## SOURCE RECORDS:

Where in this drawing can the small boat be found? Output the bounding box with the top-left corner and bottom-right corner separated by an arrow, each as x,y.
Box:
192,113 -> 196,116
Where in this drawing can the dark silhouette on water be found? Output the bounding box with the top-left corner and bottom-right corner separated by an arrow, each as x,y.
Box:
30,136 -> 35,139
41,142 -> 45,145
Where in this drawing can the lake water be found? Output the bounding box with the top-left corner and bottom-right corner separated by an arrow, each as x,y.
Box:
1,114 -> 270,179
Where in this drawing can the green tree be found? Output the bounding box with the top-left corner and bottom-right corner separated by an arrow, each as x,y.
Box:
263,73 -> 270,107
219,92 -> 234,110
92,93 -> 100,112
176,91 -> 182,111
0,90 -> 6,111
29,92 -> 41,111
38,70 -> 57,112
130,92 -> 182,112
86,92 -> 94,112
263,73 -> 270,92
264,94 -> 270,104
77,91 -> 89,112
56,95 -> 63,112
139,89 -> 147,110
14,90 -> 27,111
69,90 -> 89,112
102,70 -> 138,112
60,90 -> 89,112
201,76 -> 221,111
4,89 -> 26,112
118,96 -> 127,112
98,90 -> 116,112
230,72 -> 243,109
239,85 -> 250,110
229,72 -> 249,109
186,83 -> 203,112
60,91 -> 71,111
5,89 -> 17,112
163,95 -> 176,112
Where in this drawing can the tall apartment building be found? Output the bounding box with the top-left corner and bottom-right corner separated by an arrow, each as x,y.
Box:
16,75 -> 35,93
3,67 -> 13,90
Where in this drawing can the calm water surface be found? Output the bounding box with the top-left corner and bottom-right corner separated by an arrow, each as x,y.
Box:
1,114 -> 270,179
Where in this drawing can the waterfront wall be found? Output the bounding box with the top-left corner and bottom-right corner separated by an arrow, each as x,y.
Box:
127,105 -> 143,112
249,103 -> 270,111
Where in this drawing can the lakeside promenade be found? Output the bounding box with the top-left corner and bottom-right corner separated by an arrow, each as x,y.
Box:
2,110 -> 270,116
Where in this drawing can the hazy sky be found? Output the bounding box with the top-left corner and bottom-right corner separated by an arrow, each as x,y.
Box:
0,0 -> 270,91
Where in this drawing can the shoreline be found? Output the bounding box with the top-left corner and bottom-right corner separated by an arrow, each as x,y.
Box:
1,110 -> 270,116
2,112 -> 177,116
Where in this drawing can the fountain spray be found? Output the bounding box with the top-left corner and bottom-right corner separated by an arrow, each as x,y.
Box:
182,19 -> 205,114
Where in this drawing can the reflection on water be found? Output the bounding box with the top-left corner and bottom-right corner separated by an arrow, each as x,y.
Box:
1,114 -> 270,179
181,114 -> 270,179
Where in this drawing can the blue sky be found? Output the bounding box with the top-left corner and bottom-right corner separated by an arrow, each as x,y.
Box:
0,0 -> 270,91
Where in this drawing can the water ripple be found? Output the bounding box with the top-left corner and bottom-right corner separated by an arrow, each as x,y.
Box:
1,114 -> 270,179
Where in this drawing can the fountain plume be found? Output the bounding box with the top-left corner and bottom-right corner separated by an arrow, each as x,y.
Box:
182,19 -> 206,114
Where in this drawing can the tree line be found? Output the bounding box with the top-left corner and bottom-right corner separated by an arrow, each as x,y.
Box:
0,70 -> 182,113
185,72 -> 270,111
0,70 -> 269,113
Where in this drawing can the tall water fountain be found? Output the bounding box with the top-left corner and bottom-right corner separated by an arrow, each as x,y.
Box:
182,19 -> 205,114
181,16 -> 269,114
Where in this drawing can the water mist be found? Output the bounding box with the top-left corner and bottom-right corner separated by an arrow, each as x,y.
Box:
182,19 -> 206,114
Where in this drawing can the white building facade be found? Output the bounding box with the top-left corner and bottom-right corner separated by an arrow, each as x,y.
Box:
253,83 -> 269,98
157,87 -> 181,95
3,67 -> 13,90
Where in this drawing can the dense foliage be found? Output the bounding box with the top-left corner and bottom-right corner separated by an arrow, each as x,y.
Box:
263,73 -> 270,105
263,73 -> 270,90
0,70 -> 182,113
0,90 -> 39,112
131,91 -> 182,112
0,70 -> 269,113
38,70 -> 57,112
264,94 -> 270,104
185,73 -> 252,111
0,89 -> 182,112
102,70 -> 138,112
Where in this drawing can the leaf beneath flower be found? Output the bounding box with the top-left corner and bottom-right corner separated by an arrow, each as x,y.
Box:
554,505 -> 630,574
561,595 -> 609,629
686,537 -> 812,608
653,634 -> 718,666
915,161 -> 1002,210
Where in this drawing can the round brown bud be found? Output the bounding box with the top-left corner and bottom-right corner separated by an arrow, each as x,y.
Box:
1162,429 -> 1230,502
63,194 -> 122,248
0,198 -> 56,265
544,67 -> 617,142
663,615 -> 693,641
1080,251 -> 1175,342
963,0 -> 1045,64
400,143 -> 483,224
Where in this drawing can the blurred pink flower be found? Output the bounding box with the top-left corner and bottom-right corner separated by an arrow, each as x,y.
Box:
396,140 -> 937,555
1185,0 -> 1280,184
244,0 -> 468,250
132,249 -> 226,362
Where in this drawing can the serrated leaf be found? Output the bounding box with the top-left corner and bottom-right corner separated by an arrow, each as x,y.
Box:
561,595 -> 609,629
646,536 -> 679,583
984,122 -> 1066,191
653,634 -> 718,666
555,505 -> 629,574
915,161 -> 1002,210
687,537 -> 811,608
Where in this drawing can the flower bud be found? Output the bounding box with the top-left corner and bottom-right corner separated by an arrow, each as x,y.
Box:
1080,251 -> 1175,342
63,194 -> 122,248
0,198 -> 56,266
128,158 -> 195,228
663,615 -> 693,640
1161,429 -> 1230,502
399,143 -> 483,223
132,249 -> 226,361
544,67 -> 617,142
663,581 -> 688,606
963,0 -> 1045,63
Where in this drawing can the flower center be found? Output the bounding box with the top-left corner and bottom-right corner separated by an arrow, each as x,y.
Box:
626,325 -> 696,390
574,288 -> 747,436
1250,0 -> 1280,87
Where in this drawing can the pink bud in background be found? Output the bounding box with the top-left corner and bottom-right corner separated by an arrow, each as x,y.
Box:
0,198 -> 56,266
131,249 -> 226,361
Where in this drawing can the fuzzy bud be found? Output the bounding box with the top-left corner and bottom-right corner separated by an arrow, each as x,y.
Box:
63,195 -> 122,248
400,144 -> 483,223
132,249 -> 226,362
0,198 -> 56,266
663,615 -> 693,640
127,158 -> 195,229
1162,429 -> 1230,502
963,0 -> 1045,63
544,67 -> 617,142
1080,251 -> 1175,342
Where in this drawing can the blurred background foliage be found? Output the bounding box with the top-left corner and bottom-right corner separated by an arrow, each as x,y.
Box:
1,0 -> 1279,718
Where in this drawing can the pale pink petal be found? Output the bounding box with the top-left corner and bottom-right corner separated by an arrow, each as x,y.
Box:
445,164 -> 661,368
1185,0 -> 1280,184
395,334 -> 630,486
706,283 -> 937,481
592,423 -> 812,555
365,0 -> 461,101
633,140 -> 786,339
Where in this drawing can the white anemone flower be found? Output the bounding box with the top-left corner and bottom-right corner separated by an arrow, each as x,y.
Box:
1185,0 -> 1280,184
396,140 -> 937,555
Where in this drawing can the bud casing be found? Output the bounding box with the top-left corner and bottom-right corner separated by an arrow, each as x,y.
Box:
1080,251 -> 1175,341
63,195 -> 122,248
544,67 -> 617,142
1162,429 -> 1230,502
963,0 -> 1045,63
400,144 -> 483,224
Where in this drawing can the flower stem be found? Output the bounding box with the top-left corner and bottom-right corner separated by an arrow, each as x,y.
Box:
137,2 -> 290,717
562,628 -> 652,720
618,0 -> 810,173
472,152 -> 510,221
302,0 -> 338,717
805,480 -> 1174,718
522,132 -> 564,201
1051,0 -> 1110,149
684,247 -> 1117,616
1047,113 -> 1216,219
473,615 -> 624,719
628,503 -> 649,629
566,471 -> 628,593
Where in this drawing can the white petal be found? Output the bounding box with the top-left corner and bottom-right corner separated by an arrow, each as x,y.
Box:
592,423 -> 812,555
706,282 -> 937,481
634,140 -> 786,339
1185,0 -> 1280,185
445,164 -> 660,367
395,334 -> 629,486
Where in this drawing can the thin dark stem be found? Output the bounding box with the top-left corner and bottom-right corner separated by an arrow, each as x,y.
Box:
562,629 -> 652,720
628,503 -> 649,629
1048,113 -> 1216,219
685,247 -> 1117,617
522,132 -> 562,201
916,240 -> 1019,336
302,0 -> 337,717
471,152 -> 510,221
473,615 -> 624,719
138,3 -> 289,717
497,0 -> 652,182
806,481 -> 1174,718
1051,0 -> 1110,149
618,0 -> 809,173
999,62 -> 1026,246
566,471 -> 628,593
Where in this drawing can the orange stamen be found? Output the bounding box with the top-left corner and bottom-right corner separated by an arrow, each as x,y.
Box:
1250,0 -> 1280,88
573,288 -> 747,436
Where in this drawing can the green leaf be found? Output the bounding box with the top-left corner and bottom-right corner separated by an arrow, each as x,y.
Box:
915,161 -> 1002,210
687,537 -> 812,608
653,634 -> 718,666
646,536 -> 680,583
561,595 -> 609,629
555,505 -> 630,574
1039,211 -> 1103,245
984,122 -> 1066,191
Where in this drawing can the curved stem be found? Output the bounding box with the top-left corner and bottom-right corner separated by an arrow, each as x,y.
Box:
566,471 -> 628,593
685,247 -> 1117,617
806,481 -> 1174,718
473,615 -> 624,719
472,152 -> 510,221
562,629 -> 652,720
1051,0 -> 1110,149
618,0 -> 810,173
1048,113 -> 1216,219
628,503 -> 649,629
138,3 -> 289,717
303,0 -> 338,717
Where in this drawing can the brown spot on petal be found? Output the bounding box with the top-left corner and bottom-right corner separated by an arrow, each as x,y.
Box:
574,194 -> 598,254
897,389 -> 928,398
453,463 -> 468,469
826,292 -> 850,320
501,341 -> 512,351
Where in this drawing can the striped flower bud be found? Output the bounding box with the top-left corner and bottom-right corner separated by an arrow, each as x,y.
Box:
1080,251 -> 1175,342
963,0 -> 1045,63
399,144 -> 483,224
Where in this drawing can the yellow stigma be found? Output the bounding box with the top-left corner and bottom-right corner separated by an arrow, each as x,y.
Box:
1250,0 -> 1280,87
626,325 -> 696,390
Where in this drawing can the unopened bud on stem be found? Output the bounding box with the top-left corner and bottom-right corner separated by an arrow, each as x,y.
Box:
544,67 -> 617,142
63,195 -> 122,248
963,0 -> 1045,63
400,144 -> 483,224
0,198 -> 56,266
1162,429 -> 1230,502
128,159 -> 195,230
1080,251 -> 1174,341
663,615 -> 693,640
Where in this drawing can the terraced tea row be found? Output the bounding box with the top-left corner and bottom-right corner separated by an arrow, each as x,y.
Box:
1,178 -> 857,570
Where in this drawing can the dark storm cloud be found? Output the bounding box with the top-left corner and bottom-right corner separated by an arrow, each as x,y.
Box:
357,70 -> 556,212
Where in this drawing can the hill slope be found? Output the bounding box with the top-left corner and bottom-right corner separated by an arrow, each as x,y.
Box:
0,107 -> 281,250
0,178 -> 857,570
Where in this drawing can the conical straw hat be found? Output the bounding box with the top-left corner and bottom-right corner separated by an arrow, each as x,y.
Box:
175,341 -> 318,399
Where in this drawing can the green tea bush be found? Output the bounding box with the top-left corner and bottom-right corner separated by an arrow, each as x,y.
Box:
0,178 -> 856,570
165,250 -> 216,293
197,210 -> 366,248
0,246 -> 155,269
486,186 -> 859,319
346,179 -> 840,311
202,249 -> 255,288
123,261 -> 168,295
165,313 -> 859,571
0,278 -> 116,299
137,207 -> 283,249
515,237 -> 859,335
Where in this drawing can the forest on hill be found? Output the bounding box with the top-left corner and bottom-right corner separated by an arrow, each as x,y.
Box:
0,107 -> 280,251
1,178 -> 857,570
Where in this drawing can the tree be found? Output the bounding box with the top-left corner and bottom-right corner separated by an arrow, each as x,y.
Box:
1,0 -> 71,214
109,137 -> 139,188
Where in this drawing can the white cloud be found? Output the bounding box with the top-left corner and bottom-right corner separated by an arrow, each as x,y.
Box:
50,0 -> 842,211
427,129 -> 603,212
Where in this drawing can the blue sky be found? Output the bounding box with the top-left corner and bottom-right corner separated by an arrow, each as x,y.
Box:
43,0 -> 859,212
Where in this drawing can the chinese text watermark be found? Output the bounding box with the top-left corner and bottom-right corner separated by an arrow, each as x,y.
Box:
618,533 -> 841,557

## WHAT THIS TASK INVOLVES:
How many lines in the listing above contain "brown"? Answer with the number alone.

## EXERCISE OUTPUT:
2